EXCERPTED DATA:
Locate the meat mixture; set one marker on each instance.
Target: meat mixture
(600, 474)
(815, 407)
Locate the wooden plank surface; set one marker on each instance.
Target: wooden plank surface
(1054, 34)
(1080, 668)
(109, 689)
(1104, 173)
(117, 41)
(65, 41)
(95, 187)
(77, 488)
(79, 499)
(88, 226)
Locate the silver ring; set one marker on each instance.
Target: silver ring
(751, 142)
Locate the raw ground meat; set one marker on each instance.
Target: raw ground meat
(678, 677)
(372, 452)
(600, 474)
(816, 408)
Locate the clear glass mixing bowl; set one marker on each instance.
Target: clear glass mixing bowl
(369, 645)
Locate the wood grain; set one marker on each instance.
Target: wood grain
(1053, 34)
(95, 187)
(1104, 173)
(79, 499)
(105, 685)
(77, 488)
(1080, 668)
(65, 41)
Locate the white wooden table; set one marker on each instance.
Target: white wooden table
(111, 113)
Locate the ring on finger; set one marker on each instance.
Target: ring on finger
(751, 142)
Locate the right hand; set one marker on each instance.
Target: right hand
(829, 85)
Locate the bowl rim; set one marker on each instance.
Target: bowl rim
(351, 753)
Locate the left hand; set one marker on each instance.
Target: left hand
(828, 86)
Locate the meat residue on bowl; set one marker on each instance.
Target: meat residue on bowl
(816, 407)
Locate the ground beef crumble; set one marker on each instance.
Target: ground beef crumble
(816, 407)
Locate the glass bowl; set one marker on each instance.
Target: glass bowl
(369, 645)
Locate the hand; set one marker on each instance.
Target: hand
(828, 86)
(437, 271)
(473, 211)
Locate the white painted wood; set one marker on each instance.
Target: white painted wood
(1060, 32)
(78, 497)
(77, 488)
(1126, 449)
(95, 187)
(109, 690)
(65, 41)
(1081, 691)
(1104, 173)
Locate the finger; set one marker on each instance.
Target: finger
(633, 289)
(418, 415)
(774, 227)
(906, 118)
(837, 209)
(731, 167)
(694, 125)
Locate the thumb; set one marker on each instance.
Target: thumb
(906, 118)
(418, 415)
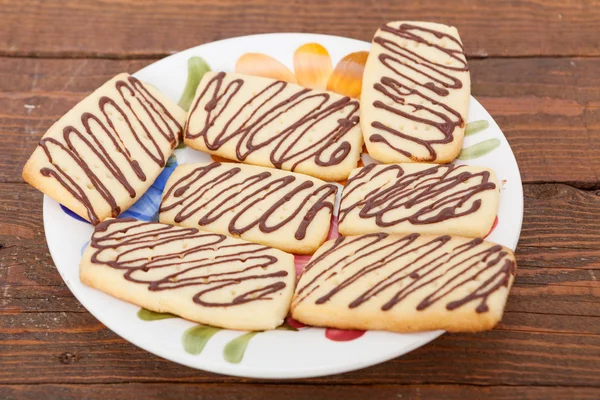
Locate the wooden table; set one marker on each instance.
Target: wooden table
(535, 66)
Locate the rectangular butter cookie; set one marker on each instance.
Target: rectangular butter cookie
(103, 154)
(405, 283)
(415, 93)
(272, 123)
(289, 211)
(204, 277)
(423, 198)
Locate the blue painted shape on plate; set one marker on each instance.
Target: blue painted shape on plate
(146, 208)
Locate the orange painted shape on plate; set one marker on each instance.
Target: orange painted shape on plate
(347, 75)
(259, 64)
(312, 65)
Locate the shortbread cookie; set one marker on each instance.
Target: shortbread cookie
(102, 155)
(423, 198)
(204, 277)
(405, 283)
(276, 208)
(415, 93)
(272, 123)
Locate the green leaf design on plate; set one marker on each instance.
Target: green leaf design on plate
(195, 338)
(476, 127)
(197, 67)
(479, 149)
(147, 315)
(234, 350)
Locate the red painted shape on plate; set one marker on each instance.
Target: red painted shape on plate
(293, 323)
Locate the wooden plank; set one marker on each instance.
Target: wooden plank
(122, 28)
(291, 392)
(550, 334)
(541, 105)
(75, 348)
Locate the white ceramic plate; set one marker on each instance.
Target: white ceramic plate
(307, 352)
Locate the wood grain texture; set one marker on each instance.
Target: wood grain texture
(550, 334)
(540, 104)
(121, 28)
(286, 391)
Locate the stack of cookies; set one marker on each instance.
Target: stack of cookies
(412, 255)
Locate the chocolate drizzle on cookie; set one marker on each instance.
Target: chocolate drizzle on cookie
(267, 110)
(414, 79)
(423, 271)
(214, 264)
(427, 196)
(240, 198)
(144, 116)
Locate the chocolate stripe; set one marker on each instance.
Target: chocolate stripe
(431, 78)
(154, 119)
(194, 261)
(426, 195)
(240, 196)
(330, 149)
(421, 267)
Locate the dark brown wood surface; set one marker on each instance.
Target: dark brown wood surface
(535, 67)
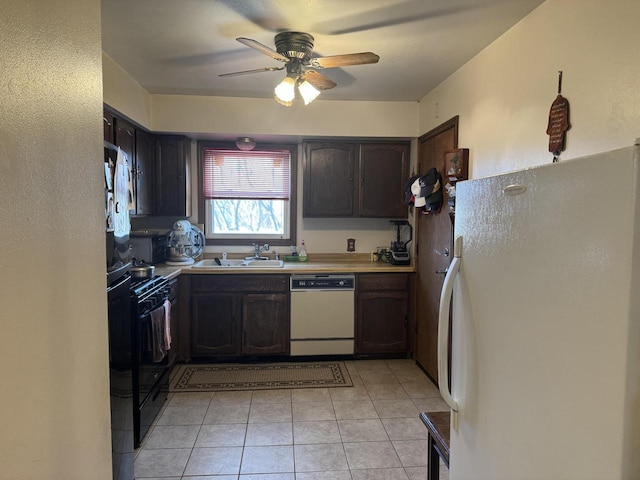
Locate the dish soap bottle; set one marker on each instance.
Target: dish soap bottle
(302, 254)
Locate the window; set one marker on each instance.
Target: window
(248, 196)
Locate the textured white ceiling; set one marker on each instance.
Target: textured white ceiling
(181, 46)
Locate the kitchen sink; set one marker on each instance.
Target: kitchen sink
(238, 263)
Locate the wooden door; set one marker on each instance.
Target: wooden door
(329, 187)
(434, 237)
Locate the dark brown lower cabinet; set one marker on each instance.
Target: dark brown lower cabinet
(265, 324)
(175, 322)
(215, 324)
(382, 313)
(234, 315)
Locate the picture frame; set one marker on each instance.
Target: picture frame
(108, 177)
(456, 164)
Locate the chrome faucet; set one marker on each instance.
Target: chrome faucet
(258, 249)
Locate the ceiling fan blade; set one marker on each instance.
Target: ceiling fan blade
(346, 60)
(262, 49)
(318, 80)
(257, 70)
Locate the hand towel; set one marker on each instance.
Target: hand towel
(167, 325)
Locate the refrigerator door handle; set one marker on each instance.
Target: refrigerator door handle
(443, 328)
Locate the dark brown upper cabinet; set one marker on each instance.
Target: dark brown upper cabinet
(143, 173)
(349, 179)
(173, 186)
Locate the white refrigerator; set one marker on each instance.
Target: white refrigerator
(545, 360)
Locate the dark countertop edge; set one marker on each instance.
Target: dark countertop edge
(170, 272)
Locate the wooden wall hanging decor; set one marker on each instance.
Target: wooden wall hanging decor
(558, 122)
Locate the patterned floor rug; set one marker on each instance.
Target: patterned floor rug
(229, 377)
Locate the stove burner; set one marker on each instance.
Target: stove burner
(141, 286)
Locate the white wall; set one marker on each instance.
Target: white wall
(504, 94)
(54, 405)
(123, 93)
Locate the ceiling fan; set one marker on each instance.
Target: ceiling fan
(295, 50)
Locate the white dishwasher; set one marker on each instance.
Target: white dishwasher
(322, 314)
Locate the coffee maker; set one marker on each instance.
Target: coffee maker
(399, 251)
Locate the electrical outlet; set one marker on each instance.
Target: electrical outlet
(351, 244)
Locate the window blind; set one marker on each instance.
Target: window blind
(259, 175)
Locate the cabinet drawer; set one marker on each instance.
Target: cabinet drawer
(382, 282)
(240, 283)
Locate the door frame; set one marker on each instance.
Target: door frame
(451, 124)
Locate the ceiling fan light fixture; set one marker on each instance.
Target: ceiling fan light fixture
(285, 91)
(245, 143)
(308, 92)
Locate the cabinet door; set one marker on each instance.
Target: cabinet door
(265, 324)
(383, 173)
(173, 192)
(381, 324)
(143, 173)
(329, 189)
(215, 329)
(124, 136)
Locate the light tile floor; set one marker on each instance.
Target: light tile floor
(369, 432)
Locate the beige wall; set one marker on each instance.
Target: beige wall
(54, 405)
(503, 95)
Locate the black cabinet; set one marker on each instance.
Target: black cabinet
(349, 179)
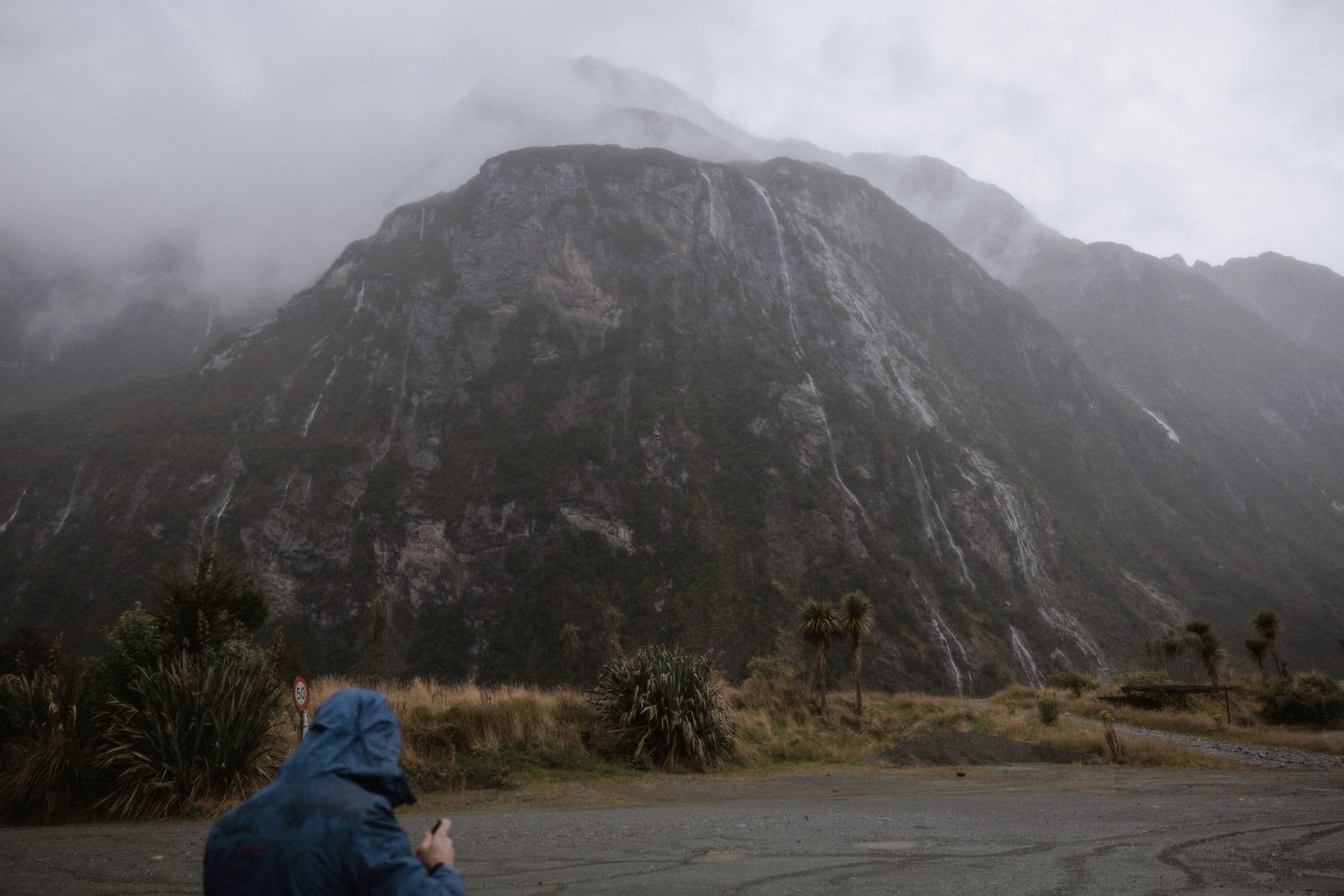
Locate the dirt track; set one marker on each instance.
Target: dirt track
(1045, 829)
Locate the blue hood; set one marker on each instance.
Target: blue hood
(356, 736)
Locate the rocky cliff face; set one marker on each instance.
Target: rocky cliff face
(1303, 301)
(655, 399)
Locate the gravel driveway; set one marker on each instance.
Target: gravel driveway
(1025, 829)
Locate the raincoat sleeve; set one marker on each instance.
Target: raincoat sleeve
(389, 867)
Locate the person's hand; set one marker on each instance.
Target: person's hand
(436, 846)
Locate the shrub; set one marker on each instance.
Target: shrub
(1310, 699)
(1073, 680)
(46, 743)
(136, 641)
(192, 731)
(667, 707)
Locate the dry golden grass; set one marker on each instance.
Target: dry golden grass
(1206, 718)
(465, 736)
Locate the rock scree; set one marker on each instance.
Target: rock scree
(971, 748)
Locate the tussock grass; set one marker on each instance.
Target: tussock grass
(1206, 718)
(467, 738)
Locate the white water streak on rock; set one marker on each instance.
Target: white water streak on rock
(13, 513)
(850, 497)
(1015, 516)
(318, 403)
(65, 515)
(924, 492)
(284, 495)
(219, 513)
(396, 409)
(1175, 613)
(709, 188)
(784, 266)
(1068, 625)
(1169, 432)
(877, 342)
(945, 637)
(1026, 660)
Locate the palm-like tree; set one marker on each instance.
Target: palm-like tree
(857, 621)
(1207, 647)
(817, 625)
(378, 629)
(1268, 625)
(1257, 647)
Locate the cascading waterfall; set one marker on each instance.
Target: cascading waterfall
(1167, 429)
(784, 265)
(396, 410)
(1015, 516)
(65, 515)
(218, 513)
(284, 495)
(709, 190)
(945, 637)
(831, 449)
(318, 403)
(927, 500)
(1066, 622)
(1025, 658)
(13, 513)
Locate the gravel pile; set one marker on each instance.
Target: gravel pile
(971, 748)
(1250, 754)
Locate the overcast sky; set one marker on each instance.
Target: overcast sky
(273, 132)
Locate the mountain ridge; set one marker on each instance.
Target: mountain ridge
(660, 399)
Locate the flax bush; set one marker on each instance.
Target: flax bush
(667, 707)
(46, 743)
(190, 732)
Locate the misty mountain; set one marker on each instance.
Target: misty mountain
(67, 328)
(659, 399)
(1303, 301)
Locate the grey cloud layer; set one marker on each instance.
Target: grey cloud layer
(266, 134)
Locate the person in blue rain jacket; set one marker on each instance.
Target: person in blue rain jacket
(326, 824)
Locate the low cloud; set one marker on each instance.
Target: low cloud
(264, 136)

AIM:
With the line containing "Locate the white water" as the first and the last line of the records as the final one, print exactly the lines in that span.

OUTPUT:
Locate the white water streak on rock; set one marker on each instance.
Target: white water streak on rock
(13, 513)
(850, 497)
(1015, 516)
(318, 403)
(65, 515)
(924, 492)
(284, 495)
(219, 513)
(396, 409)
(1175, 613)
(709, 188)
(784, 266)
(1068, 625)
(1169, 432)
(877, 342)
(945, 637)
(1026, 660)
Locate the palm-like tree; set one marker on each instance.
Target: palm-like tree
(857, 621)
(1207, 647)
(817, 625)
(378, 629)
(1268, 625)
(1257, 647)
Locate the cascading waterfall; set one marker on each instance.
Target: cascading waterfall
(1167, 429)
(784, 265)
(396, 410)
(1015, 516)
(65, 515)
(218, 513)
(284, 495)
(709, 190)
(945, 637)
(831, 449)
(318, 403)
(927, 500)
(1066, 622)
(1025, 658)
(13, 513)
Locate the gravel pile; set one marker on each instance.
Target: gravel pile
(971, 748)
(1250, 754)
Locate the overcast sky; set one marker on each instance.
Target: overcast sky
(273, 132)
Locate the mountain ridge; set one marker on each instance.
Target: mountain ridge
(660, 399)
Locate the flax bush; set one marker on each instance.
Target: flax bush
(667, 707)
(46, 743)
(190, 732)
Locate the misty mountain; set one marker on each instance.
Target: misty mountain
(67, 328)
(659, 399)
(1303, 301)
Locate the grey cloud layer; set one marker on each instance.
Target: grey cloud layer
(266, 134)
Locate the person in blue rain jacket; set one marker on each instance.
Target: person in blue rain jacket
(326, 824)
Locate the low cloud; set one marker on each instance.
Target: low cloud
(264, 136)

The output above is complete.